- _Raw data_:
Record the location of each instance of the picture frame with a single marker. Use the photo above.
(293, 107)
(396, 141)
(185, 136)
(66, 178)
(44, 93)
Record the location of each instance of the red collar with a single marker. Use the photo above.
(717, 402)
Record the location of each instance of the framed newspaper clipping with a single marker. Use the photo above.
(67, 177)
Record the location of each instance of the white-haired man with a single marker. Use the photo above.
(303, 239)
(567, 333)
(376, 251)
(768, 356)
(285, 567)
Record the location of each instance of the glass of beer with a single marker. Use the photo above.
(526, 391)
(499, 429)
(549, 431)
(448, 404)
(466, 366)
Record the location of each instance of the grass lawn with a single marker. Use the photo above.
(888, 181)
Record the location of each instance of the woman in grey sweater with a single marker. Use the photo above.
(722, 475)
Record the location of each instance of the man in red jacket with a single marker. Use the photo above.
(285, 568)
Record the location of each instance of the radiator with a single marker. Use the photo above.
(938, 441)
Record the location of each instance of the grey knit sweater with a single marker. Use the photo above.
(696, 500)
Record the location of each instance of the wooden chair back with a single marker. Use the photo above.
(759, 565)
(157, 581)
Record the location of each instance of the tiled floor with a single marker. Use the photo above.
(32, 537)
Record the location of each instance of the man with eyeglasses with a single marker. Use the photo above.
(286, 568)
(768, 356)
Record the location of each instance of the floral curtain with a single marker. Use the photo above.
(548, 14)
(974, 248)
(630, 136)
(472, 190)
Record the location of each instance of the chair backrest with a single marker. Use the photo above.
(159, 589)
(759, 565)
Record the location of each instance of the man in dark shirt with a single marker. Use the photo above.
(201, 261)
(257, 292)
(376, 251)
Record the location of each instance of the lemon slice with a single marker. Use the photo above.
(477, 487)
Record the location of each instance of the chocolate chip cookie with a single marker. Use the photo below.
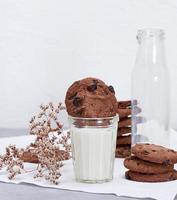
(137, 165)
(155, 153)
(140, 177)
(91, 98)
(123, 151)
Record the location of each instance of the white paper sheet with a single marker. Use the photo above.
(119, 186)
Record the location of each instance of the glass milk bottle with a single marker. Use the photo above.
(150, 90)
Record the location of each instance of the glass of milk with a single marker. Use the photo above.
(93, 148)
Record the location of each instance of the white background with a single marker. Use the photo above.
(47, 44)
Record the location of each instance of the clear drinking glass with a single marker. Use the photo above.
(93, 148)
(150, 90)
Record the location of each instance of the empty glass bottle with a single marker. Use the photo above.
(150, 90)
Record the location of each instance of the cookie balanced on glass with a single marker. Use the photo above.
(92, 110)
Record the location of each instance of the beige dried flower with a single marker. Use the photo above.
(48, 149)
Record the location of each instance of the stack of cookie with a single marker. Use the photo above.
(151, 163)
(123, 146)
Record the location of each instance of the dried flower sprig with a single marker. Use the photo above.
(11, 161)
(48, 149)
(47, 120)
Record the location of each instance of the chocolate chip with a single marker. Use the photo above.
(146, 152)
(72, 96)
(77, 101)
(92, 88)
(166, 162)
(111, 89)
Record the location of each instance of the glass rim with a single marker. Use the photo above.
(151, 30)
(95, 118)
(149, 33)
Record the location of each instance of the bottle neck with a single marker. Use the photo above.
(151, 49)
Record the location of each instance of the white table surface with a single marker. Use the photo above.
(29, 192)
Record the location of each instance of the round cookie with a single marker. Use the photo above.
(136, 165)
(123, 151)
(155, 153)
(91, 98)
(135, 176)
(124, 140)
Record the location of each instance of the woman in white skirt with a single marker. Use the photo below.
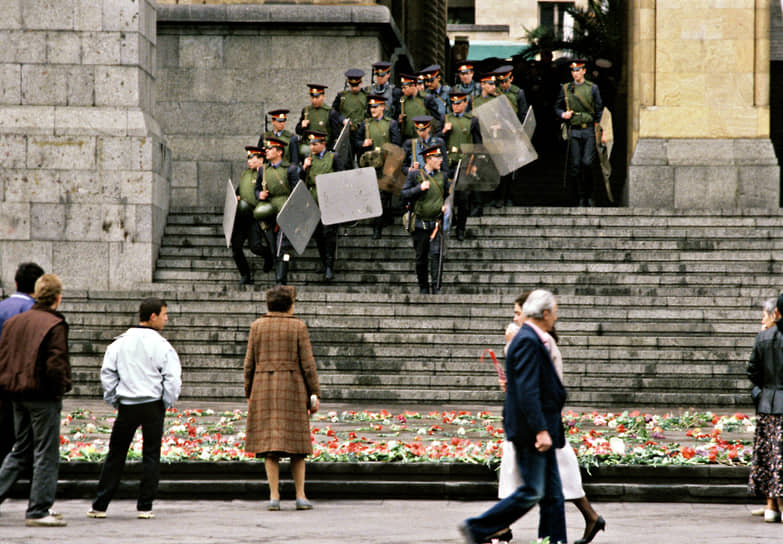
(567, 464)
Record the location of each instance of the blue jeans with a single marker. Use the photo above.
(37, 446)
(541, 485)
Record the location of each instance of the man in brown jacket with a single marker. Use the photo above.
(35, 373)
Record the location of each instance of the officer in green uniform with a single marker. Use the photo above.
(375, 131)
(425, 192)
(246, 228)
(580, 105)
(350, 105)
(279, 118)
(320, 161)
(411, 105)
(274, 185)
(460, 128)
(314, 117)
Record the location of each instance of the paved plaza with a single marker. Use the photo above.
(375, 522)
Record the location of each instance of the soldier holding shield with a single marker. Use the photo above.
(321, 161)
(370, 137)
(245, 225)
(425, 192)
(460, 128)
(273, 186)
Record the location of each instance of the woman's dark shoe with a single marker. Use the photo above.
(598, 525)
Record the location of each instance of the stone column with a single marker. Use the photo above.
(84, 185)
(700, 97)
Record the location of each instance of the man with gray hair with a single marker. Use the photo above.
(534, 399)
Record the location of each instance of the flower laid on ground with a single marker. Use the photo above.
(435, 437)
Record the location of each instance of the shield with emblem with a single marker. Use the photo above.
(476, 170)
(299, 217)
(503, 136)
(392, 178)
(350, 195)
(342, 146)
(529, 124)
(604, 150)
(229, 212)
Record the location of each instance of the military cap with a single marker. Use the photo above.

- _Aim_: Can you write the records out again, starting at the line that contains "Record the location of each instance of the paved" and ending at the final line of the records, with every coordinate in the answers raised by 142 and all other lines copied unchanged?

- _Solution to the problem_:
Record the location of each instance of the paved plaza with a single marker. Use the photo above.
(517, 664)
Record the location of each instance of the soldier holding shield with a single marker. Use the photo above.
(463, 303)
(512, 279)
(387, 367)
(567, 334)
(602, 270)
(415, 328)
Record the location of each instance of the woman's dark shoe with a single marker. Use the photo above.
(740, 667)
Record the location of each instance of the stone column with a single marker. Use the photo above.
(226, 327)
(842, 239)
Record the location of each instance of the man with gray hair with a single marker. Use the photo above.
(676, 541)
Record the location of each instance of the flower laid on ground with a single marker. Use the photo above.
(577, 579)
Record the location of each instance of the shield with emblem with a single marker. Use the photo above.
(618, 312)
(441, 359)
(645, 278)
(534, 320)
(492, 337)
(484, 288)
(671, 266)
(746, 292)
(371, 354)
Record the location of each instance of the military cap with a single marker. Use the photo above.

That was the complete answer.